Data for the task —
● ● ●
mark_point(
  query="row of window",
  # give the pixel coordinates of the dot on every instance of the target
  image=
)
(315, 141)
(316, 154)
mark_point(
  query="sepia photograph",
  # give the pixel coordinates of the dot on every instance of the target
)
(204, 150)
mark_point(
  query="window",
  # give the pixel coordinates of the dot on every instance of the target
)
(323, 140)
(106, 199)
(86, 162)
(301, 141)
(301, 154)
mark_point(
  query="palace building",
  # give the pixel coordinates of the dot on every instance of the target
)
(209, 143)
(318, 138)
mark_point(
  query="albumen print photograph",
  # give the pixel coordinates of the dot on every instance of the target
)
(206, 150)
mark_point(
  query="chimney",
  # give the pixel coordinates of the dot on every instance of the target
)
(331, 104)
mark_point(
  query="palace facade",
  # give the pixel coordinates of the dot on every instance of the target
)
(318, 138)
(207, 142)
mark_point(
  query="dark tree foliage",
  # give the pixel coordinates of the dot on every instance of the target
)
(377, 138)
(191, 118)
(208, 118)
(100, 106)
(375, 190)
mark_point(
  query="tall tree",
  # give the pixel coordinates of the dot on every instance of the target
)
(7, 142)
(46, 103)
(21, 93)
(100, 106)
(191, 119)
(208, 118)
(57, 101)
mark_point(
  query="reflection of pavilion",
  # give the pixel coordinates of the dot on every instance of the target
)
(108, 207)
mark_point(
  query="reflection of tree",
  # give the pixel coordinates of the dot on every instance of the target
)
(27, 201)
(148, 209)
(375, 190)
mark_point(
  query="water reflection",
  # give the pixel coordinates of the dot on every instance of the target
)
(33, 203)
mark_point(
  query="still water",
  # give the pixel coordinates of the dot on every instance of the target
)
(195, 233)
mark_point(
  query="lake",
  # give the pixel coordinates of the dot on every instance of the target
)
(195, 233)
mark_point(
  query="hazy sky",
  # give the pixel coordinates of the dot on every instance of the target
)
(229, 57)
● ● ●
After the last line, print all the entries once again, unchanged.

Exercise result —
mark_point(
  query="row of window",
  # give the pixel coordinates of the dot on every instance of the target
  image=
)
(315, 141)
(316, 154)
mark_point(
  query="sepia photograph",
  # give the pixel coordinates of the dot on every instance of the target
)
(204, 150)
mark_point(
  query="window",
  # give the pixel coordinates of the dot on every instance of the target
)
(323, 140)
(106, 199)
(86, 162)
(301, 141)
(301, 154)
mark_point(
  query="palace building",
  # give the pixel coordinates of the dot on every instance of the target
)
(209, 143)
(318, 138)
mark_point(
  query="albumen print photograph",
  # give the pixel coordinates of the dot on every instance of the target
)
(206, 150)
mark_point(
  query="chimney",
  # give the pixel coordinates of the dot on every instance of the target
)
(331, 104)
mark_point(
  query="palace facade",
  # give the pixel coordinates of the dot on every instance of the target
)
(318, 138)
(207, 142)
mark_point(
  query="dark tree foliage",
  # give the pixel coordinates of the dot on every instance of the target
)
(377, 138)
(191, 118)
(208, 118)
(100, 106)
(375, 190)
mark_point(
  query="tall tree",
  # give the pixel coordinates of the dot on every instance of the target
)
(7, 142)
(46, 103)
(21, 93)
(100, 106)
(191, 119)
(208, 118)
(57, 101)
mark_point(
  query="reflection of pavilion",
  # give the pixel coordinates of the dot on every instance of the target
)
(108, 207)
mark_point(
  query="reflection of tree",
  # give the pixel coordinates of the dot on every instance of the target
)
(27, 201)
(148, 209)
(375, 190)
mark_point(
  query="water reflection",
  # give the pixel coordinates of the dot on every instance of the target
)
(33, 203)
mark_point(
  query="still water",
  # give the pixel coordinates of the dot on every instance of the target
)
(195, 233)
mark_point(
  query="lake",
  # give the pixel coordinates of the dot on every instance of the target
)
(195, 233)
mark_point(
  query="hazy sky",
  # give the pixel coordinates of the dot on every instance of the target
)
(229, 57)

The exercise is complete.